Prompt
Your answer should be every line of the records that contains the word "refrigerator", copied as it stands.

Material for this task
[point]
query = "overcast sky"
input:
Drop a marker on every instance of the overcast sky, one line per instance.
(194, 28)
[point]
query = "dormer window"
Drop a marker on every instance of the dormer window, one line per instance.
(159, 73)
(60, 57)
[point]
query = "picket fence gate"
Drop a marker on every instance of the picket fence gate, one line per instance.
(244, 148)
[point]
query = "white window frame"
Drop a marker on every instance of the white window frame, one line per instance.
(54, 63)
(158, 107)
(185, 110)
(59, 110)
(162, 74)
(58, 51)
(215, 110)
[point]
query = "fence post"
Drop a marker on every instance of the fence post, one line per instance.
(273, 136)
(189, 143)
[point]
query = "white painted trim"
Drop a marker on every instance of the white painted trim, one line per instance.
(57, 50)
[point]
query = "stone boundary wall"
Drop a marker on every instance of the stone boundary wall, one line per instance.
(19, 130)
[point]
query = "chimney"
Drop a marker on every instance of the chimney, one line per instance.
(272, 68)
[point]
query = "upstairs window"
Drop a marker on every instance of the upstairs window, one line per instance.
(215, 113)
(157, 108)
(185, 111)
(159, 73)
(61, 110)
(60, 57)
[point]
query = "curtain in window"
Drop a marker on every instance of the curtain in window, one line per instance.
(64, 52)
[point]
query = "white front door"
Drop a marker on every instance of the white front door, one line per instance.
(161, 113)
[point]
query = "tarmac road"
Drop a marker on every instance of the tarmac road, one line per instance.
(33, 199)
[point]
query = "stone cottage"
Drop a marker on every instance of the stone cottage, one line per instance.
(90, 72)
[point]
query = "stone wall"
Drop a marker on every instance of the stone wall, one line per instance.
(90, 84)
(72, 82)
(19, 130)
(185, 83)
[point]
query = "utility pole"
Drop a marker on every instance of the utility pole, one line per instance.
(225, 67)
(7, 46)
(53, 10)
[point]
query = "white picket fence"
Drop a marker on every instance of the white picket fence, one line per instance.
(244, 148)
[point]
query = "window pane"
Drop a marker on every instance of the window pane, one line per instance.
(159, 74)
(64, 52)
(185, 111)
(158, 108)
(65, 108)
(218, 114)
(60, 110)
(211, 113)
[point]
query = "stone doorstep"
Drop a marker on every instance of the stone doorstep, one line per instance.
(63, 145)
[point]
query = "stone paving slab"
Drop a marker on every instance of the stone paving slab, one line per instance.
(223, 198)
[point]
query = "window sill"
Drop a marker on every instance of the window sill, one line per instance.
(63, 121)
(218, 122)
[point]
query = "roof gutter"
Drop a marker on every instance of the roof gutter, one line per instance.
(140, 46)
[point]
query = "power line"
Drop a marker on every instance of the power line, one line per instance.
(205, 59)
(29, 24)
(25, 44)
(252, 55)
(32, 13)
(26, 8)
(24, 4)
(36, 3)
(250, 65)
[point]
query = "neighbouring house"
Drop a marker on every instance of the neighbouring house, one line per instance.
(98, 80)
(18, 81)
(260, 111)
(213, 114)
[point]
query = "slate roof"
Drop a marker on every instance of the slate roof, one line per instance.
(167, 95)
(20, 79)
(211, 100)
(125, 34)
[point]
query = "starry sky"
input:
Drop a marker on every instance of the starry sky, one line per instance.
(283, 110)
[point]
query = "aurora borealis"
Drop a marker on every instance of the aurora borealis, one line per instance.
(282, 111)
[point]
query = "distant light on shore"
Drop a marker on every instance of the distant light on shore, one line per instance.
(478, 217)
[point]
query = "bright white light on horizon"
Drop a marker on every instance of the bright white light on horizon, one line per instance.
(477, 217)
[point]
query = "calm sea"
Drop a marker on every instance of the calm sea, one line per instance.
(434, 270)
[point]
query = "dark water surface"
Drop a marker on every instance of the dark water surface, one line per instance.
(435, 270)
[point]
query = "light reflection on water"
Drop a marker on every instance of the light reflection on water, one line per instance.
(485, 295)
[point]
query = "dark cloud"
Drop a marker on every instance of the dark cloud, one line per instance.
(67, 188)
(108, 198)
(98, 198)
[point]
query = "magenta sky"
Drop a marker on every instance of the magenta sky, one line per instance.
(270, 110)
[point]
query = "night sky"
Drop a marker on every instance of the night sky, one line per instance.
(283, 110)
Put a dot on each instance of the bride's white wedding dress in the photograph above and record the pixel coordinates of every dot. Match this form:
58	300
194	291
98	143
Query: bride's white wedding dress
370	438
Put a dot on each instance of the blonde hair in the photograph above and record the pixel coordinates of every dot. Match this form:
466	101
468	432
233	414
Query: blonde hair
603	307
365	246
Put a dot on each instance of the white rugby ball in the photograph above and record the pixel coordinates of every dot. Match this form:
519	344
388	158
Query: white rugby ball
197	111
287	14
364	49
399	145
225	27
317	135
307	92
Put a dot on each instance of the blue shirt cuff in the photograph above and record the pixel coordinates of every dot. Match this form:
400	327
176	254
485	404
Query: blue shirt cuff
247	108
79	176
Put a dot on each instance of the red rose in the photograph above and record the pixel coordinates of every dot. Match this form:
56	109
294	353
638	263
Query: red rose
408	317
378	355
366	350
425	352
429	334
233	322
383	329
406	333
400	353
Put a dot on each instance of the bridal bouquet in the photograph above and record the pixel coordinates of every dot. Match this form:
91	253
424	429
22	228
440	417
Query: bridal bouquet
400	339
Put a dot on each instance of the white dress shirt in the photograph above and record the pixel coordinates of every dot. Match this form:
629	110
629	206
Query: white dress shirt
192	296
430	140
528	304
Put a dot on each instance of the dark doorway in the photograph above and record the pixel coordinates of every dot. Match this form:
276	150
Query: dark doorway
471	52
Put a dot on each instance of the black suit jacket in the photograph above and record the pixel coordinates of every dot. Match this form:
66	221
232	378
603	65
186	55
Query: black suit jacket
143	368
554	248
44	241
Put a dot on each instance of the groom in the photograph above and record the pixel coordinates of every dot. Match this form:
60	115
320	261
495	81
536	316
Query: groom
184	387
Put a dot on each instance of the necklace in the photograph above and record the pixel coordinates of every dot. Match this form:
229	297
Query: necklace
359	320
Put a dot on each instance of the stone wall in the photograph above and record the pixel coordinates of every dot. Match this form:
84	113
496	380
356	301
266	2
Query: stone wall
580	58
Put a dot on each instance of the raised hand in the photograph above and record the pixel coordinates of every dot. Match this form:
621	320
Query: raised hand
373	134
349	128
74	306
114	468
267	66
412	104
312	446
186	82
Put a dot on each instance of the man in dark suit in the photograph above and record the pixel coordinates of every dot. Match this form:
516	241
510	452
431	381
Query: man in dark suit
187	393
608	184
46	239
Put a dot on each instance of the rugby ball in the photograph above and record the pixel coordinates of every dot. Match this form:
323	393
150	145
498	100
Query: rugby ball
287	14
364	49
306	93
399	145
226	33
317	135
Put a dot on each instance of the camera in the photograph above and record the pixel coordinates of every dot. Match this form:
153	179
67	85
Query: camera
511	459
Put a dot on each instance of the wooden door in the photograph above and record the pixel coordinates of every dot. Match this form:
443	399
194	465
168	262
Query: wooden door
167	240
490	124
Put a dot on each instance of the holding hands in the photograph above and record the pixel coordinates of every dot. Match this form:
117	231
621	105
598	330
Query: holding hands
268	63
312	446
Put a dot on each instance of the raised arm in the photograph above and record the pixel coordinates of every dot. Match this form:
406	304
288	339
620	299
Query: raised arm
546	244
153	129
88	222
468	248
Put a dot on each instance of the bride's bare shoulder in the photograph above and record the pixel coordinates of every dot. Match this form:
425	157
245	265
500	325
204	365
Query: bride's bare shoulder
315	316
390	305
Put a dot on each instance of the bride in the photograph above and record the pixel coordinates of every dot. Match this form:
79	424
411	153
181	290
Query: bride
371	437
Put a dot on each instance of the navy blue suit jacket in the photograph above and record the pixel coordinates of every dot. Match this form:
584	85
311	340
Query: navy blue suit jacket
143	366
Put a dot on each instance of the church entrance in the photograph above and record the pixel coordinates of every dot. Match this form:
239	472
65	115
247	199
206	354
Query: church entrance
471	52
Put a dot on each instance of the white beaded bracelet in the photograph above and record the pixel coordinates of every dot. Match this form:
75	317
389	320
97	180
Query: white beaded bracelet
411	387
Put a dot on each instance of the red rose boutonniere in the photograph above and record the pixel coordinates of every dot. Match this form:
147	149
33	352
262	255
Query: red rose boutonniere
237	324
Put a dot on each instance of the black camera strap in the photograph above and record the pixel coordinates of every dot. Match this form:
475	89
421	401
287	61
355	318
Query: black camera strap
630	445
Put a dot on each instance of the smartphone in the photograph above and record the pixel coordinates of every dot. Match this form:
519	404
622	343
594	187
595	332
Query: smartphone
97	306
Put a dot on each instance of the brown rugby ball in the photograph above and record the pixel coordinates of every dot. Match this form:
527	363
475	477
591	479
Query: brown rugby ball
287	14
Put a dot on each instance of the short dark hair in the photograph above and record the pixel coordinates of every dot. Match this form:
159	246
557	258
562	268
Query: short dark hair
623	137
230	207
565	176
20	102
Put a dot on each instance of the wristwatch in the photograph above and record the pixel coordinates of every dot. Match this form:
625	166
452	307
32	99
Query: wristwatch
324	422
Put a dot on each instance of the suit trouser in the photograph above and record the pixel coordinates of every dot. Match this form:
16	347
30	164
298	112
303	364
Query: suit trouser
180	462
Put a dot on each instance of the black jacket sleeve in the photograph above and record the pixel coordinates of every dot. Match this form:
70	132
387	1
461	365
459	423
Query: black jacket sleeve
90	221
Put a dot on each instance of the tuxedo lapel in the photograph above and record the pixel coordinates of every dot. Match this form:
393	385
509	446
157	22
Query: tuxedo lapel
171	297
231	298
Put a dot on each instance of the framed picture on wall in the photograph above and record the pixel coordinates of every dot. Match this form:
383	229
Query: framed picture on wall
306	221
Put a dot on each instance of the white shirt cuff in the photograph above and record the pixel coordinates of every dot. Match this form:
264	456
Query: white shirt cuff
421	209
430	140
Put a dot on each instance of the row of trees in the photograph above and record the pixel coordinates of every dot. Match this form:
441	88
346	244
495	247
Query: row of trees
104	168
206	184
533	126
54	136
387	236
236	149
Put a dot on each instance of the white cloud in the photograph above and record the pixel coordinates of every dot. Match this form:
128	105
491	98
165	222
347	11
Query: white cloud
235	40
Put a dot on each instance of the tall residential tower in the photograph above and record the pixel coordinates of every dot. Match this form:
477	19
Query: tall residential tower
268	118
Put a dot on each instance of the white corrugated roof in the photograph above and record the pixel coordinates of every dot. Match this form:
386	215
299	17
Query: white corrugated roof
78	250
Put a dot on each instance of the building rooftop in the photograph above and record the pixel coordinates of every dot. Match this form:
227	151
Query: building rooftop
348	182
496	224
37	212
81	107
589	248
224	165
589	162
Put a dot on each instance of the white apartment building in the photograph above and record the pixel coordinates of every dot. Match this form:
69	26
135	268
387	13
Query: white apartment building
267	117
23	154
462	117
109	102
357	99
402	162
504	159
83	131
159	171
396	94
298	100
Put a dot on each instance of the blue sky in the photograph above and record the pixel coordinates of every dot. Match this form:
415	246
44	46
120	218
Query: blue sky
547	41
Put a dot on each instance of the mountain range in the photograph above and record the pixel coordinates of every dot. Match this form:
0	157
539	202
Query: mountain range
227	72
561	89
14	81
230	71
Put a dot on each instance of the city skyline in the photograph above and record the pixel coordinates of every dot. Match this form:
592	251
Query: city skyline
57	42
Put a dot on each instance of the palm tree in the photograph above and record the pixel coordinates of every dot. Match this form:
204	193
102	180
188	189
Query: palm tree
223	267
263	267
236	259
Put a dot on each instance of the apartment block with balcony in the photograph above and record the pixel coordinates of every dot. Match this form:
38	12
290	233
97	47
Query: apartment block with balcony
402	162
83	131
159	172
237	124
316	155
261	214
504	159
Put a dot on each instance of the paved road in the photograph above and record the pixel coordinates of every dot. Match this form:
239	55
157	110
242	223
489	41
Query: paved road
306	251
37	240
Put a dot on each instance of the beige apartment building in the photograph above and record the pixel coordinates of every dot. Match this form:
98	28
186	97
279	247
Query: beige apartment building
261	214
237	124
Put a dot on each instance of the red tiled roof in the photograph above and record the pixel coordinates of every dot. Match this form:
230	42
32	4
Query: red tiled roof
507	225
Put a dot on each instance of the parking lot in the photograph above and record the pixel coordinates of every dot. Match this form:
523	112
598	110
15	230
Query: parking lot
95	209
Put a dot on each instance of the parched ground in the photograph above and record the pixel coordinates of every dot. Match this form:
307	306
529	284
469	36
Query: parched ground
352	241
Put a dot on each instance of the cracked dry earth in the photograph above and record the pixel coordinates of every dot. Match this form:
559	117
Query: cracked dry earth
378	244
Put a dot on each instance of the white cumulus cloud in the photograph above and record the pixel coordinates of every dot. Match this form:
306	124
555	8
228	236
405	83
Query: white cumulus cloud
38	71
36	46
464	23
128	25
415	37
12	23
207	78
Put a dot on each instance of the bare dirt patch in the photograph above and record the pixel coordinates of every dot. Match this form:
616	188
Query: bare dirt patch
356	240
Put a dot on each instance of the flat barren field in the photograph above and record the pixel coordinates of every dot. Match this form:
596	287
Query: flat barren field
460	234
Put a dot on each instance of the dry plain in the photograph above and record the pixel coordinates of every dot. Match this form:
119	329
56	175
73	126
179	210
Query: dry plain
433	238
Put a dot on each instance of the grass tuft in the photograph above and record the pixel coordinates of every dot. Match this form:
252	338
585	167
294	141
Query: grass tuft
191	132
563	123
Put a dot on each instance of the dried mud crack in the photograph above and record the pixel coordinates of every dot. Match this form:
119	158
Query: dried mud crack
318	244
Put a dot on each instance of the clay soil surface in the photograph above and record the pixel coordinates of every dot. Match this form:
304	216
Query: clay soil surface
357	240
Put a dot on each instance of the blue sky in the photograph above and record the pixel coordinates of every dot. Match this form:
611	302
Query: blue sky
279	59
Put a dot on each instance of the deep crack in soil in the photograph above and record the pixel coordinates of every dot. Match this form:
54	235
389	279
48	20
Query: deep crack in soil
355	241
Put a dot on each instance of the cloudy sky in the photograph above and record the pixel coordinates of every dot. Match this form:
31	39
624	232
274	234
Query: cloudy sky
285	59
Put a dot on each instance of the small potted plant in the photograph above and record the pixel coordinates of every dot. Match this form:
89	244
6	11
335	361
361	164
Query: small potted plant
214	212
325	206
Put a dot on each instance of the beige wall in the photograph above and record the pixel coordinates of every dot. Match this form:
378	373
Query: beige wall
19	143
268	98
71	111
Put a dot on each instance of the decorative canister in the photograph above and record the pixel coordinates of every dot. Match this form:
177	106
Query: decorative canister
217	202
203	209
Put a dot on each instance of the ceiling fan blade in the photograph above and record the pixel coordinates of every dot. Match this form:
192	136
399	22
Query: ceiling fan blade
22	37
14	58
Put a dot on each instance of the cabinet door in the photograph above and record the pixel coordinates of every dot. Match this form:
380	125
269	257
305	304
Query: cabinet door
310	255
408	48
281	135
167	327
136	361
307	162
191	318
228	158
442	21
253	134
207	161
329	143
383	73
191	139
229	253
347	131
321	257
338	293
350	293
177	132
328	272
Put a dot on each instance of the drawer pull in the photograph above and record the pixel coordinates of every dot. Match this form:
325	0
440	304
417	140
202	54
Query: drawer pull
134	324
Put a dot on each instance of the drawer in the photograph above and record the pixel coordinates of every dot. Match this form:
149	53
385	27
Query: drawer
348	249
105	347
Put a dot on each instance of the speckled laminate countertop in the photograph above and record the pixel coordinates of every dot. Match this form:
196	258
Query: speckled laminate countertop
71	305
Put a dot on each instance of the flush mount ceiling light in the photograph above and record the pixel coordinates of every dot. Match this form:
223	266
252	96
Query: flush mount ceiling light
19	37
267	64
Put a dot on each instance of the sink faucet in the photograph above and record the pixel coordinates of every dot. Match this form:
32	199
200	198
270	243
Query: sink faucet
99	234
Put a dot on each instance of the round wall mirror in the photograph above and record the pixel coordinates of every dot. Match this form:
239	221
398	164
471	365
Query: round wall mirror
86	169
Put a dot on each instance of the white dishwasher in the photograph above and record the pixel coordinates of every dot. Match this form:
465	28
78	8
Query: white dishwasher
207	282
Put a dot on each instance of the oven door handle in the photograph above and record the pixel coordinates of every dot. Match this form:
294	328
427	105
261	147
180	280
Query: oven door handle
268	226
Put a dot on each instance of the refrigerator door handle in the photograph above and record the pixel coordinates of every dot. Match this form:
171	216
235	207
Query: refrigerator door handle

Solution for this task
Put a dot on each instance of the refrigerator door handle in the photograph above and record the pixel coordinates of every dot. Match this form:
Query: refrigerator door handle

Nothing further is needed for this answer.